-------- Record excerpts

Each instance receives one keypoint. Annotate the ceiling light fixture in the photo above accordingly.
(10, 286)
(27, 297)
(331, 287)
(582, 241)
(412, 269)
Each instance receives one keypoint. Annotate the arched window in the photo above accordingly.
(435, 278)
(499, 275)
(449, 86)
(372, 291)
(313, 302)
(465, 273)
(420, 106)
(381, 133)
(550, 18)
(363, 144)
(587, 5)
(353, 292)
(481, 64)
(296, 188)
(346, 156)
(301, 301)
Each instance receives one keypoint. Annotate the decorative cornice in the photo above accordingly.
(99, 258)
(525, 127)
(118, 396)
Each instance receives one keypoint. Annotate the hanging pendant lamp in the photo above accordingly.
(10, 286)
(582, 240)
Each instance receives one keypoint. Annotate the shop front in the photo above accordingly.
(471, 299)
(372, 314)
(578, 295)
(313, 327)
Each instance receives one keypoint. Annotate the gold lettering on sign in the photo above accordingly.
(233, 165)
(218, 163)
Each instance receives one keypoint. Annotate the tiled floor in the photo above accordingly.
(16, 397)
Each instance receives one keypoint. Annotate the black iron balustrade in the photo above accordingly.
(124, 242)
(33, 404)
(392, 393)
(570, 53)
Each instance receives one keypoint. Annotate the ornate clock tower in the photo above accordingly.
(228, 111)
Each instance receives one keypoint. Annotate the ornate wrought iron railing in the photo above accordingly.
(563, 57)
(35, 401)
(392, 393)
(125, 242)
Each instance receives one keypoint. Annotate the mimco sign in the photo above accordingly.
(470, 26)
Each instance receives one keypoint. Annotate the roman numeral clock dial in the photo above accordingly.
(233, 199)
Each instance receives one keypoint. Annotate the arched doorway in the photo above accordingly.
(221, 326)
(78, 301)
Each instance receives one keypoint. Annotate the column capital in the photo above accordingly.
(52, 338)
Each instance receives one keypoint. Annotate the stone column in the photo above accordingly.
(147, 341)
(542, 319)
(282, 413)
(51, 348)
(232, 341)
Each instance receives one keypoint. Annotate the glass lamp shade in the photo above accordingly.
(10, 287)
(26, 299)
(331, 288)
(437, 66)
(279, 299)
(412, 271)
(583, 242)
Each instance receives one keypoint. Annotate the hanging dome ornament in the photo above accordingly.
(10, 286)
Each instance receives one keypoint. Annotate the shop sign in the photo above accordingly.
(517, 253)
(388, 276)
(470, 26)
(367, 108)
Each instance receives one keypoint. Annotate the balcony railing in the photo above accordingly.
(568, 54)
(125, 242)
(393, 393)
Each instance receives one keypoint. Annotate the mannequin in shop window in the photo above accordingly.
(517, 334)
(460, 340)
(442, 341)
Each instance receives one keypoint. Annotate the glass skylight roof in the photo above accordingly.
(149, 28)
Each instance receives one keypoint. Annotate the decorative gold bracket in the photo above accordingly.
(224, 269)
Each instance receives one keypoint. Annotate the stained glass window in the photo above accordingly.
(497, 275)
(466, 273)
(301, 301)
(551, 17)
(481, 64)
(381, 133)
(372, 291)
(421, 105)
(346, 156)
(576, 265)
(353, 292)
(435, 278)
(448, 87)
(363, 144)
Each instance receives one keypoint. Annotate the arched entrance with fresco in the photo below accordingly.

----------------
-------- Record excerpts

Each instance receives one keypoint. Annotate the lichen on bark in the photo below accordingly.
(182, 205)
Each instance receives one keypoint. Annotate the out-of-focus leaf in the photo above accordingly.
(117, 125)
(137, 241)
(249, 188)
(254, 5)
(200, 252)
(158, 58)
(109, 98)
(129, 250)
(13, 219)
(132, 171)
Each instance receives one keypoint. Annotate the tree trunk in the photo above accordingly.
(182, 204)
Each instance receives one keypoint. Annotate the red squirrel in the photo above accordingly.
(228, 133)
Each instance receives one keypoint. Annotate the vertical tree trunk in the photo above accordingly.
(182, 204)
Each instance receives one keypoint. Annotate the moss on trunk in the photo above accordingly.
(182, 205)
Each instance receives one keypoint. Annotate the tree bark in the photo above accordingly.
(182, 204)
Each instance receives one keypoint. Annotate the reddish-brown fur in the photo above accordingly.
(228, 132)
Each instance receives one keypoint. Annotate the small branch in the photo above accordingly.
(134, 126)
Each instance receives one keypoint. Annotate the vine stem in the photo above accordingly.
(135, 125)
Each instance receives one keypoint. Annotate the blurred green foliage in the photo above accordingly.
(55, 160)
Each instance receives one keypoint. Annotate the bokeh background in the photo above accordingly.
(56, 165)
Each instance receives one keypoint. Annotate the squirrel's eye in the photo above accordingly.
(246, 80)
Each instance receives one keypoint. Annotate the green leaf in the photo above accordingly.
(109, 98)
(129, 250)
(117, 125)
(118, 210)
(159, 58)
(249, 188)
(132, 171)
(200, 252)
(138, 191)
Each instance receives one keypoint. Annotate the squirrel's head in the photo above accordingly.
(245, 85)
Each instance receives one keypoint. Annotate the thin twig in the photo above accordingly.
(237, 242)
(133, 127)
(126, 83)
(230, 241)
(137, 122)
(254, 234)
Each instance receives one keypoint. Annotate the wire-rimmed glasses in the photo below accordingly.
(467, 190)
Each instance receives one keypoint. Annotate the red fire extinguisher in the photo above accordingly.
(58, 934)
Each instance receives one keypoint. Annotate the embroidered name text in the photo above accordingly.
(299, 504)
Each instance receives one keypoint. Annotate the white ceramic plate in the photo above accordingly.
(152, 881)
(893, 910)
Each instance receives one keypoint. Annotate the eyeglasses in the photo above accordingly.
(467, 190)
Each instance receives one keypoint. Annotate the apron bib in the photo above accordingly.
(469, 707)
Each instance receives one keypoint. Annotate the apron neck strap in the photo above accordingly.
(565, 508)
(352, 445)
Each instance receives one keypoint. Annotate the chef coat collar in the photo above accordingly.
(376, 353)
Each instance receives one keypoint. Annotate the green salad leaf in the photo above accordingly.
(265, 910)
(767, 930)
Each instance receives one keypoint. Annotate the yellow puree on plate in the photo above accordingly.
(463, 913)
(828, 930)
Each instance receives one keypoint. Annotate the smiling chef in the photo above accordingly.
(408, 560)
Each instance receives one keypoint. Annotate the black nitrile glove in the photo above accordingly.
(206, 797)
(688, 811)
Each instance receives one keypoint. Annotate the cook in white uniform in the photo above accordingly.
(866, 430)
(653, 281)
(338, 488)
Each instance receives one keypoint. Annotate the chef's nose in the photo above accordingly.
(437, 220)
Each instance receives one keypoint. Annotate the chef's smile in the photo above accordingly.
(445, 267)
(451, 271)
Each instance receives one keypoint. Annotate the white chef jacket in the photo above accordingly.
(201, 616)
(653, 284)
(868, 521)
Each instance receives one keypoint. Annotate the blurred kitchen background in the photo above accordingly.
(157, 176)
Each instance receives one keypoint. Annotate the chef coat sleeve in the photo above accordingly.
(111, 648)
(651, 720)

----------------

# What is expected
Pull out every line of the items above that contains the word "hanging".

# Written solution
Each instance receives one keypoint. Annotate the hanging pendant lamp in the photo above accordingly.
Each instance receives one keypoint. Annotate the hanging dome ornament in the photo above accordingly.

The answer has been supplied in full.